The entries below contain a line with "target | balcony railing" and a line with "target | rooftop antenna". Quote exactly those two lines and all lines between them.

(Stored records)
********

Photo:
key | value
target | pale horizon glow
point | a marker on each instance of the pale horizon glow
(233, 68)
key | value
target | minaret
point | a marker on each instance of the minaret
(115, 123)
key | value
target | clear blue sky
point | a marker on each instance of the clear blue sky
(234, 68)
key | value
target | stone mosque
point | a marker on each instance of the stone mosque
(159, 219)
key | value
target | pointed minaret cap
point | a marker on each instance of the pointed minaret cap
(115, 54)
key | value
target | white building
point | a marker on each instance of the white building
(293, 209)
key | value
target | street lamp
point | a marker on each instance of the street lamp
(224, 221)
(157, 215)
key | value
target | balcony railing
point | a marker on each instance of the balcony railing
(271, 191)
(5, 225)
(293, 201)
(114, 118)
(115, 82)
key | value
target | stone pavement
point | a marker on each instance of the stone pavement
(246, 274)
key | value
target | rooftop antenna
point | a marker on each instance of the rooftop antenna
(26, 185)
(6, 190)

********

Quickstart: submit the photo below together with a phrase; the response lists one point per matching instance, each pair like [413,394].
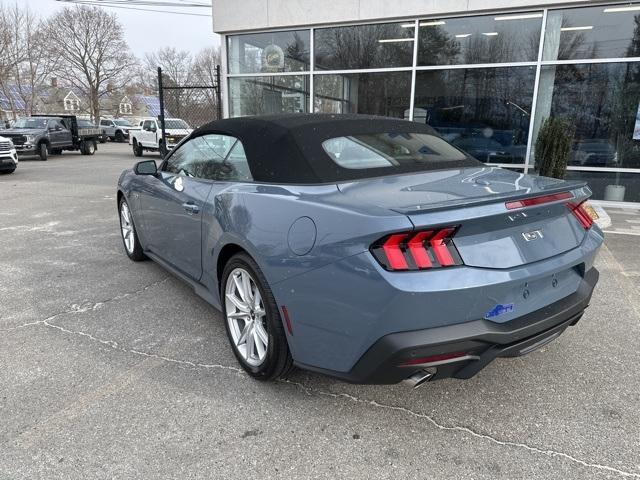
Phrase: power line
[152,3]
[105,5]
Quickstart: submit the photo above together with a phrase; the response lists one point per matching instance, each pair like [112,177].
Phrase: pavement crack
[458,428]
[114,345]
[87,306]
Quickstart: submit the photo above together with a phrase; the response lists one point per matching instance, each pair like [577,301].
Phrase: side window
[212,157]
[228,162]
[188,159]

********

EXERCISE RESPONSE:
target | balcony railing
point | a marker on each instance of the balcony railing
(271, 191)
(5, 225)
(293, 201)
(114, 118)
(115, 82)
key | value
target | stone pavement
point | a marker on each instance of the stone pavement
(246, 274)
key | value
target | rooftop antenna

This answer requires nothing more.